-- Start --

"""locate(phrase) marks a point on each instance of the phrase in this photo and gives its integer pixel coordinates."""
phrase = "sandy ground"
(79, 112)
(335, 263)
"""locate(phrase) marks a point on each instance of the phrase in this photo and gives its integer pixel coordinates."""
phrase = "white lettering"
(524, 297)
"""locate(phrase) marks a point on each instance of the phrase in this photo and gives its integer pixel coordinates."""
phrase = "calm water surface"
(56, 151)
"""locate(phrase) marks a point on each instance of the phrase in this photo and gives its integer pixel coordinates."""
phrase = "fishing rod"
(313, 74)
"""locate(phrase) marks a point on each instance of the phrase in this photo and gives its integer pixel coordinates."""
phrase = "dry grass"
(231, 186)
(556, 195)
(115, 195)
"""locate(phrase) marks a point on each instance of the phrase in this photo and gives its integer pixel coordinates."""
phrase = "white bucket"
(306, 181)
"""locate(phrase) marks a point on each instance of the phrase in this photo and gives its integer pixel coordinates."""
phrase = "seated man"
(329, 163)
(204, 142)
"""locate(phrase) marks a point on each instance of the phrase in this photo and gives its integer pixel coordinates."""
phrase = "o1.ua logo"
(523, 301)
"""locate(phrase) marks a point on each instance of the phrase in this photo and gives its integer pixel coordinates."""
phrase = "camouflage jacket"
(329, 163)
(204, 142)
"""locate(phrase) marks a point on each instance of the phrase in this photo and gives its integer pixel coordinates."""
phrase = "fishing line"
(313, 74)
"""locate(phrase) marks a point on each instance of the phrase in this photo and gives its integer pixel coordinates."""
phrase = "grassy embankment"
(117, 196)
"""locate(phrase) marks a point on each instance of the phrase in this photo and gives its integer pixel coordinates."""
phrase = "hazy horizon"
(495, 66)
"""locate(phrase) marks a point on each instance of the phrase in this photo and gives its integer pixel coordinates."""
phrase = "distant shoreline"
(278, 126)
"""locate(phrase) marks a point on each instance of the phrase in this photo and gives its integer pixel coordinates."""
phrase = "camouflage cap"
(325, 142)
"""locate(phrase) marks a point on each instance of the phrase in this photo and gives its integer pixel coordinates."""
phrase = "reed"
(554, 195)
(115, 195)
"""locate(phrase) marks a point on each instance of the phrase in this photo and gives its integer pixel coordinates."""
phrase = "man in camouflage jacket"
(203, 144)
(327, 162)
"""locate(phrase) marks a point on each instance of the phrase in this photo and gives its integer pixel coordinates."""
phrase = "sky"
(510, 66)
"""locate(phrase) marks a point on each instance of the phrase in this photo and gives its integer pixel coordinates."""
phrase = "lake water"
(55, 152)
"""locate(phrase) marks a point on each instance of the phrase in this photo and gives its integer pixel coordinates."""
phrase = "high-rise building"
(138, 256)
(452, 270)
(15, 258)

-- End --
-- Start --

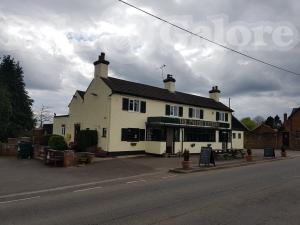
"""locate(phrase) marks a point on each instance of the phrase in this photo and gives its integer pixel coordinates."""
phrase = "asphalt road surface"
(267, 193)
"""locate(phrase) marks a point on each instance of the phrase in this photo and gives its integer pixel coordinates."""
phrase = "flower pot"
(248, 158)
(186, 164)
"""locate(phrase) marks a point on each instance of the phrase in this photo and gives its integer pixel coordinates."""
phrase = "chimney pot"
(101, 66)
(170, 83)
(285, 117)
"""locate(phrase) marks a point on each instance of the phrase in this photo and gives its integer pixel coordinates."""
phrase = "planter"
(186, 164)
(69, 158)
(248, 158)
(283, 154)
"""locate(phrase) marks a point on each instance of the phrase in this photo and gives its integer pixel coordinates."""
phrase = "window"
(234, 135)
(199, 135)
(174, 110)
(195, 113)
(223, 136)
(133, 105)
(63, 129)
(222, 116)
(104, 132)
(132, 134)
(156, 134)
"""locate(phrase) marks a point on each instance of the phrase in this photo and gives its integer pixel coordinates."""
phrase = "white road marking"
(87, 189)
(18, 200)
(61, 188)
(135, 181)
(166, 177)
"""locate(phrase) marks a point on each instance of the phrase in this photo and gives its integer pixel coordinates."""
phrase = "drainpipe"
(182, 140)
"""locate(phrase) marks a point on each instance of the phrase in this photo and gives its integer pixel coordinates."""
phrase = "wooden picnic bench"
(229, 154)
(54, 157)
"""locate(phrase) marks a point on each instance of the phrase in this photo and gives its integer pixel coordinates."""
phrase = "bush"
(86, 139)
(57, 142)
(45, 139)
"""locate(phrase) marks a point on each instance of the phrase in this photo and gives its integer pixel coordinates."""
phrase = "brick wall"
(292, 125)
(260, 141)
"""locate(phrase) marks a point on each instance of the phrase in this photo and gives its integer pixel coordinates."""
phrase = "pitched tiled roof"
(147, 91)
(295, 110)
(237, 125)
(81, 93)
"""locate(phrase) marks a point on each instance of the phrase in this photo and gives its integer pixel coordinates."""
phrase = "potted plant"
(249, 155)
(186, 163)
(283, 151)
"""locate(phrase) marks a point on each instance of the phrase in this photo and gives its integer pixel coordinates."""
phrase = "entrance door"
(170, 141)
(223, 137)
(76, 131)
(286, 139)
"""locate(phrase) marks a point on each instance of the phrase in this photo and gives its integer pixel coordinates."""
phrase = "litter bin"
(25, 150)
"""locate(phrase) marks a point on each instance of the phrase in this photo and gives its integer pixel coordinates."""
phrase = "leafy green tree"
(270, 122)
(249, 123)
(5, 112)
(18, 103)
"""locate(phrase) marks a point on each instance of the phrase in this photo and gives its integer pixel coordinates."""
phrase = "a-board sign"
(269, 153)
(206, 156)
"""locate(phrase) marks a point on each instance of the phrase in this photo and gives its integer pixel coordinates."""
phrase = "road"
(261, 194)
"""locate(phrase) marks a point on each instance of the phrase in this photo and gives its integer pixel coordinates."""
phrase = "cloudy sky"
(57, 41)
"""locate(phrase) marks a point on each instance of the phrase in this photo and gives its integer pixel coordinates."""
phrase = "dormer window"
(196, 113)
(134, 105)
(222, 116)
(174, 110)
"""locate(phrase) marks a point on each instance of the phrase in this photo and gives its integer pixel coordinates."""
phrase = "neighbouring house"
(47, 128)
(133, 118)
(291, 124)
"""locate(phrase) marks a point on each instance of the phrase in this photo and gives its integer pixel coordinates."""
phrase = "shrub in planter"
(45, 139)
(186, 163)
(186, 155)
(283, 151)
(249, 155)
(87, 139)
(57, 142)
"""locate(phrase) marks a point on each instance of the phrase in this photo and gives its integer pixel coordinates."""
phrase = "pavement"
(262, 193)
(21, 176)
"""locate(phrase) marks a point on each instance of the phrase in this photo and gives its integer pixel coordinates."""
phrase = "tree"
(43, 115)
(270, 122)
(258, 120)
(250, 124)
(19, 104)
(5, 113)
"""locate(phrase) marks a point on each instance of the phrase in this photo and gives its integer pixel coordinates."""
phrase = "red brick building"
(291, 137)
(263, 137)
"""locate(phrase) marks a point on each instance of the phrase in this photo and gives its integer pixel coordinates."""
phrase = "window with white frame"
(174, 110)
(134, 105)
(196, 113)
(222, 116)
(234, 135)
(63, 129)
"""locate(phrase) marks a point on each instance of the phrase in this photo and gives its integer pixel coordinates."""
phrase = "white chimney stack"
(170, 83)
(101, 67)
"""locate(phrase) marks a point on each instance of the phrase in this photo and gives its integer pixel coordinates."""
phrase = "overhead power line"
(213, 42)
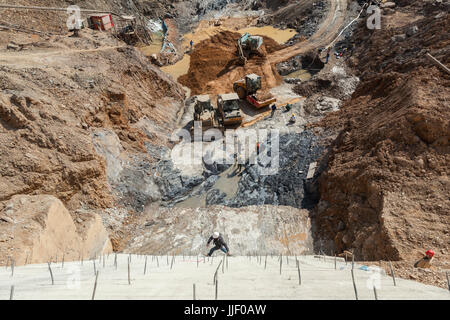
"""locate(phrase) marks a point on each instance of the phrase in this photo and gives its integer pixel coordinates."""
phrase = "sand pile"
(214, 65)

-- End --

Problem to solve:
Which lines in the entries above contain the word "white"? Pick out each of them and copy it in full.

Task response:
phrase = "white lettering"
phrase = "white bucket"
phrase = "white road marking"
phrase = "window with white frame"
phrase = "white chimney stack"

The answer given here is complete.